- **PROBLEM TO SOLVE**
Keep the pictures out of the copy and repeat the records exactly.
--- BEGIN DATASET ---
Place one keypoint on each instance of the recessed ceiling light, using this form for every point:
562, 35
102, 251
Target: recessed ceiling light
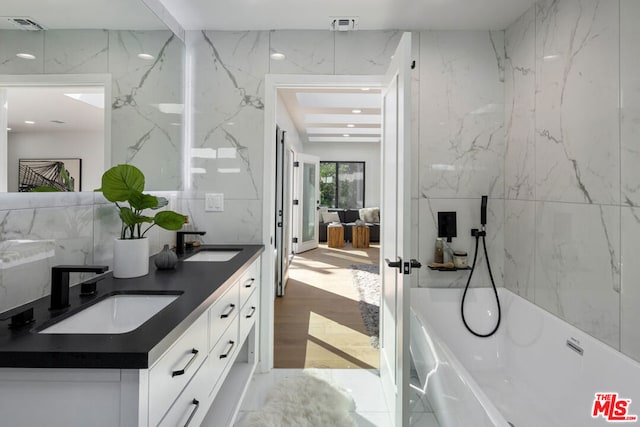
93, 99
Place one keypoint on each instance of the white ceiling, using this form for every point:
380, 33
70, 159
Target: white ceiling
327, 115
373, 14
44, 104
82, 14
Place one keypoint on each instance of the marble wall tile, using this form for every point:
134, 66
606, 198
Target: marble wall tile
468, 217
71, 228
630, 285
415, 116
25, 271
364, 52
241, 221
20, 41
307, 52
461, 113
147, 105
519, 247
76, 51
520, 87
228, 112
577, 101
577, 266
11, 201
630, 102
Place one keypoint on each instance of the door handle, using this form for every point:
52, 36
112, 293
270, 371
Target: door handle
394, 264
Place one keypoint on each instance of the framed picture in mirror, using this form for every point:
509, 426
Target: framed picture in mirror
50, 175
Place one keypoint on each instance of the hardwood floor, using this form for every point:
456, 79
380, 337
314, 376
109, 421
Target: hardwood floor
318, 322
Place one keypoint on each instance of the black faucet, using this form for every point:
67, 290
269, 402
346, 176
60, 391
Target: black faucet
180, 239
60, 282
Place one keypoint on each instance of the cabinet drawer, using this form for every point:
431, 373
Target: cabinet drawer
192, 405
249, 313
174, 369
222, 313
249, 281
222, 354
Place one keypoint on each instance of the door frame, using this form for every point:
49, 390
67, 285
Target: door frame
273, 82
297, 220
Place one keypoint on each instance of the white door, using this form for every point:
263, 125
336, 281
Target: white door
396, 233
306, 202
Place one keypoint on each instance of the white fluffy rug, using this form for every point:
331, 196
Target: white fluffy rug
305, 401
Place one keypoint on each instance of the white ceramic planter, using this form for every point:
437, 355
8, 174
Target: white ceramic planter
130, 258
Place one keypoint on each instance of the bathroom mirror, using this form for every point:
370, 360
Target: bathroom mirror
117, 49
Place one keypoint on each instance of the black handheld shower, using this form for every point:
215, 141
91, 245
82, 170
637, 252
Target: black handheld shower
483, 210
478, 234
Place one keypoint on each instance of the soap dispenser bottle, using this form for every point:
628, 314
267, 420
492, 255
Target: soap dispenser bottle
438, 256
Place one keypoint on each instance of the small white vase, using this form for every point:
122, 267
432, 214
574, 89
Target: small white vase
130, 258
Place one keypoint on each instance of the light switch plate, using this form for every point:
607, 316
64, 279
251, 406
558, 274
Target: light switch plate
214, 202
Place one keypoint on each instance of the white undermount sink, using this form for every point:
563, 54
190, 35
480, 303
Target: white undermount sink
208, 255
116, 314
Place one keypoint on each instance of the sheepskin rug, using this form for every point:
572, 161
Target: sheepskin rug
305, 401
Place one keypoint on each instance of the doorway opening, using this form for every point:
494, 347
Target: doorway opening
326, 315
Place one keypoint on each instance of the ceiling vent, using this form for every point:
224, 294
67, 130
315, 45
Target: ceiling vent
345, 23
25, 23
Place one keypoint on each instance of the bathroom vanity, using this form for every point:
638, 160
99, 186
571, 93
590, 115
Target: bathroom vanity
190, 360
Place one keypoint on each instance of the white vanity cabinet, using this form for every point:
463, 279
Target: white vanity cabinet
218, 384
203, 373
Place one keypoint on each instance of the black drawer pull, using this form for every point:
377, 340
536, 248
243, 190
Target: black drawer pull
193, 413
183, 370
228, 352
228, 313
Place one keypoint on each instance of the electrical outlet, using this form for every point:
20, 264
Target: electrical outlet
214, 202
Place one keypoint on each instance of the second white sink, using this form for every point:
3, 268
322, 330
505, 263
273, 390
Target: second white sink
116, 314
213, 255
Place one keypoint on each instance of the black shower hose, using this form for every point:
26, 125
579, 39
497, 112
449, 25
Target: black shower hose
--- END DATASET ---
- **RIGHT ANSWER**
Place one keypoint on each instance of the recessed ceiling light, using this form for every point:
562, 35
102, 251
Target: recessed ceiling light
93, 99
Place one keypoint on each instance of the white ceiling, using this form for every point:
380, 33
70, 159
Target: white ceiling
327, 115
373, 14
44, 104
82, 14
Place one keypoint on each instance of the marble wall tile, using this form for every point:
134, 66
606, 198
Target: marble wall tile
468, 217
71, 228
630, 285
415, 116
25, 271
364, 52
241, 221
20, 41
307, 52
461, 113
147, 105
519, 247
76, 51
520, 87
228, 112
577, 101
577, 266
11, 201
630, 102
Place one keypoint on each instance of the door handle, using this form for every point:
52, 36
112, 293
270, 371
Target: door handle
394, 264
Place one keypoint on each instance of the framed picture in mirror, using this form for every point:
509, 426
Target: framed picture in mirror
50, 175
Place one keypoint on each instance of the hardwood floor, using this form for every point:
456, 79
380, 337
314, 376
109, 421
Target: hardwood floor
318, 322
Place one keypoint on each instance of the black faucet, using this form for every point:
67, 290
269, 402
346, 176
60, 391
Target: black faucet
180, 239
60, 282
Place one keypoint on each instance of the cabinet drawer, using this form for every point:
431, 373
Target: cabinet drawer
192, 405
249, 313
174, 369
222, 313
249, 281
222, 354
Place one keypoint on each instance of the door frame, using this form for every point:
49, 390
67, 285
Target: door frame
273, 82
297, 220
Place one keypoint on each instance of the white door, using this form for every point:
263, 125
336, 281
Target: white door
396, 233
306, 202
Place one keypoint on each instance of the white fluffy rug, using this form for every point:
331, 196
Target: white fluffy rug
305, 401
Place one keypoint on each instance of the white ceramic planter, using this form for every point:
437, 355
8, 174
Target: white ceramic planter
130, 258
Place one keypoint on each instance of the bathroom mirror, using this form for every point:
370, 360
Target: bathroom mirror
117, 49
Place one keypoint on each instance of the black handheld shower, using this form for every point:
215, 141
91, 245
82, 170
637, 252
Target: black handheld shower
483, 210
478, 234
Place one keypoint on each instance of the soap dispenser bottle, using this form for every point:
628, 314
267, 420
492, 255
Target: soap dispenser bottle
438, 256
Place one keypoint on each instance of the small white vase, using this form for every point:
122, 267
432, 214
574, 89
Target: small white vase
130, 258
Place one keypoint on each instance of the light switch plate, using this form for every point:
607, 316
64, 279
251, 406
558, 274
Target: light switch plate
214, 202
Place one keypoint on each instance of the white undermount sink, using this form for every point:
563, 54
190, 35
480, 303
Target: white undermount sink
208, 255
116, 314
Place one keypoint on each instance of the sheepskin rug, using this form for every point:
572, 161
Target: sheepskin rug
305, 401
Place one keypoint on each instance of the doorway opening, using this form for every point:
494, 347
Target: doorway opening
326, 315
Place one keypoint on each instance of the ceiling vent, using this form for every point:
224, 294
67, 130
315, 45
Target: ceiling vent
345, 23
25, 23
Place one keypoint on each instance of the bathroom vanity, using this form for every point:
638, 160
99, 186
571, 93
590, 115
Target: bathroom vanity
190, 360
Place one keypoint on each instance of the white vanity cabinet, using this form for every point:
463, 279
Target: white vanity cabinet
218, 384
203, 373
Place one keypoint on each instance of the black drawer pull, using this form for every point:
377, 340
536, 248
243, 190
Target: black drawer pull
193, 413
183, 370
228, 352
228, 313
Place one keypoint on each instance of the electrical outlet, using this form for every point:
20, 264
Target: electrical outlet
214, 202
Place one keypoint on each instance of the second white sink, using this form for every point:
3, 268
322, 330
505, 263
273, 390
Target: second white sink
116, 314
213, 255
Place one keypoint on each instance of the black shower hose, using this form for every point:
26, 125
579, 39
497, 112
449, 25
Target: black shower hose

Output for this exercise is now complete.